Exercise task: Return each line of the items below that contains the string "glass", copying it unchanged.

Record excerpts:
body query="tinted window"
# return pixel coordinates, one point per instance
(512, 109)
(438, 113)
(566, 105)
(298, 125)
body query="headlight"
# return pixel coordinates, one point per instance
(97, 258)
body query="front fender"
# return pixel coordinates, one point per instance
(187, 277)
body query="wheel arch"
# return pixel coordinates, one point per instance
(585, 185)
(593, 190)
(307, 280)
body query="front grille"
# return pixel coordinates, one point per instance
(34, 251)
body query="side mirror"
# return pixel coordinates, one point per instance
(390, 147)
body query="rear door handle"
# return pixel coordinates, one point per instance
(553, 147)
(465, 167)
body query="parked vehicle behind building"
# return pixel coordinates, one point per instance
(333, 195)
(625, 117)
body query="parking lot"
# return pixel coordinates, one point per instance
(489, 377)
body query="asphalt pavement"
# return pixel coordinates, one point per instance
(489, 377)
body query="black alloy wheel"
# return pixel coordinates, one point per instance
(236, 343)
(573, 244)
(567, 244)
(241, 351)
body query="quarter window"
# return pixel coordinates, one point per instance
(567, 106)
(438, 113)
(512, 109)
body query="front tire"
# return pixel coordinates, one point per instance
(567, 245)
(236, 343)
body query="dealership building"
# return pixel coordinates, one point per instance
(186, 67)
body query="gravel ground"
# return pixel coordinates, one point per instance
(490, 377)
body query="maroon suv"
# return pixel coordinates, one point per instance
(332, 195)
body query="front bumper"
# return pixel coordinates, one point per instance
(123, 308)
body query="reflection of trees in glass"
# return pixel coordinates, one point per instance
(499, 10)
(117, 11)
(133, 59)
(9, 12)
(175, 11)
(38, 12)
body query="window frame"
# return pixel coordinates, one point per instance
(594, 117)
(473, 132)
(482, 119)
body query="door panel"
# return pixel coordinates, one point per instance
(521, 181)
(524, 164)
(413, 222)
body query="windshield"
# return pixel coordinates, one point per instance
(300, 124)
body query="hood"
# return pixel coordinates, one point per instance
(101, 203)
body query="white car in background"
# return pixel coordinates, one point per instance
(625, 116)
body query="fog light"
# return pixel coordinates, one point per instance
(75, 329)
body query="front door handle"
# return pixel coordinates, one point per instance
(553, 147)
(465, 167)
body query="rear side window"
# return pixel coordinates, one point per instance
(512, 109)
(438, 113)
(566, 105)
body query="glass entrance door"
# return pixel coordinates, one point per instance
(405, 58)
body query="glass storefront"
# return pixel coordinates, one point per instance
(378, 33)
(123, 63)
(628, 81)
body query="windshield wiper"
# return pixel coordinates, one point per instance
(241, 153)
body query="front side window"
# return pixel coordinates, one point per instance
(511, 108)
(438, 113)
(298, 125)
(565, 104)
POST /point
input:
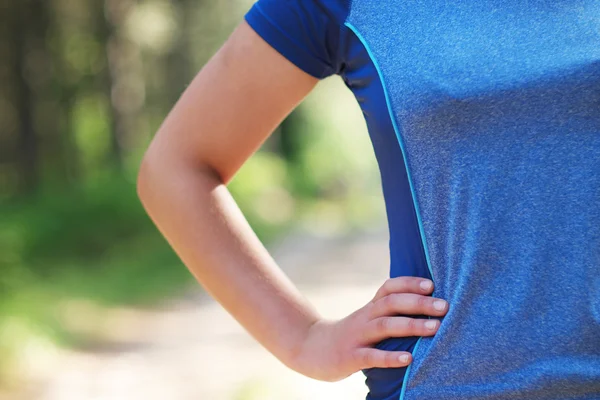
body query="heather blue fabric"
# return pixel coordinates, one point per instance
(485, 120)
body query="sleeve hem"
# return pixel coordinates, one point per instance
(286, 46)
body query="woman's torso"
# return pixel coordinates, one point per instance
(495, 107)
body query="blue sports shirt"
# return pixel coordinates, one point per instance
(485, 120)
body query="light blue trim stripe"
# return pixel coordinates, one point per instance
(412, 190)
(405, 380)
(400, 141)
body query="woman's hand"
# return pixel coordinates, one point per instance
(334, 350)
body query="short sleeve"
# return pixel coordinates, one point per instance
(306, 32)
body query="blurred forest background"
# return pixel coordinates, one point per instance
(84, 86)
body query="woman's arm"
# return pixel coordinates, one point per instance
(228, 111)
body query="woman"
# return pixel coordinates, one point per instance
(485, 119)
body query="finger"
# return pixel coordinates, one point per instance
(366, 357)
(401, 284)
(408, 303)
(386, 327)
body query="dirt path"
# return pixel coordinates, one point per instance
(192, 349)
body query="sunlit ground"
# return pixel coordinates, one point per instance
(191, 349)
(187, 347)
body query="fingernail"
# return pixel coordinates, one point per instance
(430, 325)
(439, 305)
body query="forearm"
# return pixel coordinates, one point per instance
(197, 215)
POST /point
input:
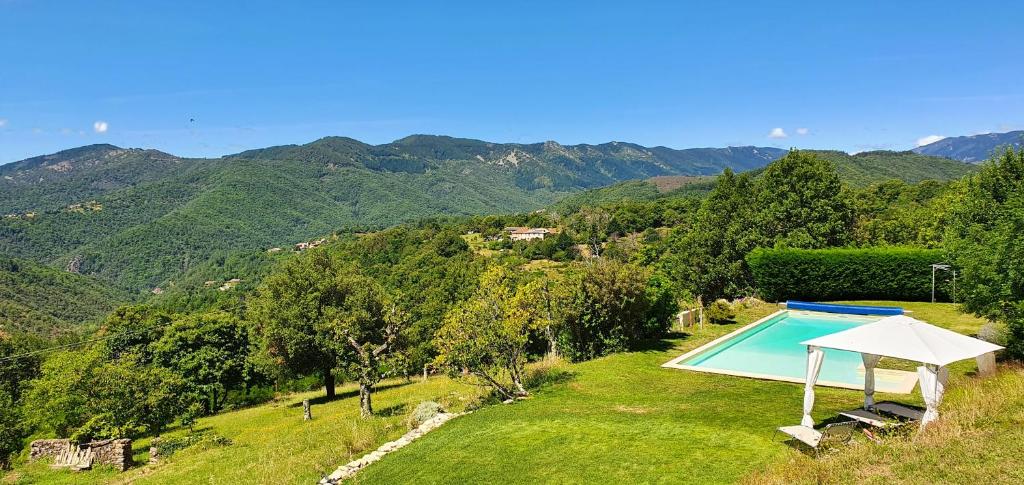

Exercise response:
body query="reflection of trees in glass"
body query="glass entrance door"
body query="glass storefront"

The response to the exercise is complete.